• [Exercise instructions]:
What is needed is each line of the data below that holds the string "GeoJSON".

════════════════════

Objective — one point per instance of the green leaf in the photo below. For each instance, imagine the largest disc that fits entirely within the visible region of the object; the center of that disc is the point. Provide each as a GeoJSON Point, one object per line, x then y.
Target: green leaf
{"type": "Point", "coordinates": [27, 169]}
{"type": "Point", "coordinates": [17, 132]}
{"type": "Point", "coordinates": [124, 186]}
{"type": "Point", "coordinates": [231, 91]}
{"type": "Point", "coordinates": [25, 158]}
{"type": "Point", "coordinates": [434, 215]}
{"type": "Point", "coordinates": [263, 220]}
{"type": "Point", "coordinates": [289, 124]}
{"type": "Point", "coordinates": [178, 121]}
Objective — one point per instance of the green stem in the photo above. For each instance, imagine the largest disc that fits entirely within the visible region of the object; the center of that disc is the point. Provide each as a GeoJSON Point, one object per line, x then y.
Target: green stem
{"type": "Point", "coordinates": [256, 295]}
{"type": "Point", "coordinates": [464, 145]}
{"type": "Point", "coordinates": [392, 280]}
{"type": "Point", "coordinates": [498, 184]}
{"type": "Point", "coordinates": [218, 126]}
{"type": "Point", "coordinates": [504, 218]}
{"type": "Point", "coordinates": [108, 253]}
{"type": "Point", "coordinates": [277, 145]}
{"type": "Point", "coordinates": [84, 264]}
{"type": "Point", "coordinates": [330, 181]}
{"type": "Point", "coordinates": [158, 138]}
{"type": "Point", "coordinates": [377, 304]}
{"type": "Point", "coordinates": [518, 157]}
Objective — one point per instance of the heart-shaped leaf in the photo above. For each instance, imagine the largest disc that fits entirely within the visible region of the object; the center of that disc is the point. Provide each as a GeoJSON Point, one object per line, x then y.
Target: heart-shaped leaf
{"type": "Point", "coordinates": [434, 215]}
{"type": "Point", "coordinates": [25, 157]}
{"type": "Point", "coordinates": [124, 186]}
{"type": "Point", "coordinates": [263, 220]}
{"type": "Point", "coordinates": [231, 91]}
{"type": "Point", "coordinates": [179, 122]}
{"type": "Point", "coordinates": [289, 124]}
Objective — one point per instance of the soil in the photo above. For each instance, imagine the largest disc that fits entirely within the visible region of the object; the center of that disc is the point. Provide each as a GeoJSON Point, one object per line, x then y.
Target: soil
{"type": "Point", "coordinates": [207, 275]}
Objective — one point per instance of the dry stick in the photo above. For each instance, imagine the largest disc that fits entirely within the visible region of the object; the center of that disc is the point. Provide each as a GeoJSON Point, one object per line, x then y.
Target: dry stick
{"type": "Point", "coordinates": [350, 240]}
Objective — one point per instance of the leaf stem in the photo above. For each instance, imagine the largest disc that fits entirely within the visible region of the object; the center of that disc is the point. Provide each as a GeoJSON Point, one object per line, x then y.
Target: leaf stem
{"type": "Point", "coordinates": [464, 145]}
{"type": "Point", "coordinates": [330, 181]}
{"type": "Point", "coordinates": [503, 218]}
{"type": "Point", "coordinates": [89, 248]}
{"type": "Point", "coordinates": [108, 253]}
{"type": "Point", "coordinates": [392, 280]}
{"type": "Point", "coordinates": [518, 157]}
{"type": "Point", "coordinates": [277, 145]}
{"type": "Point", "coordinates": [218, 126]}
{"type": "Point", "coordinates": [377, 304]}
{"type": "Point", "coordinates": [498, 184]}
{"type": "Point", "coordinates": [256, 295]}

════════════════════

• [Task result]:
Objective — one point per instance of the green leaf in the photo below. For each instance, imagine the largest disc that fits entirely within the visible region of the object; the center of that disc is the point. Provide each as a GeoJSON Point, one object per line, x then y.
Objective — one point per instance of the green stem in the photo above. For each instance, imagine the largest disc that fits entirely within the visible region of the object; the center of that disc is the point. Provide each as a GeoJSON Point, one object per line, x then y.
Objective — one point per instance of the heart-shaped leaf in the photo above. For each instance, imagine the largest disc that fits entirely within the visible region of the object; the center of that disc is the point. Provide each as a GeoJSON Point, one object per line, x then y.
Objective — one point per instance of the soil in the photo above. For each instance, imagine the largest disc that fits entirely within the visible region of the object; the center of that disc is the point. Provide each as a GeoJSON Point, one object per line, x then y.
Objective — one point per instance of the dry stick in the photo above. For each instance, imagine the largest disc that fits entirely within the visible region of the object; the center of that disc is the point. Provide each as a GeoJSON Point, one object per line, x then y.
Objective — one point per instance of the leaf stem in the photo above. For each instance, imagine the largest disc that fits entirely within the visible region of the object; the center of that disc is the point. Provide each as a GeoJSON Point, one object per line, x then y.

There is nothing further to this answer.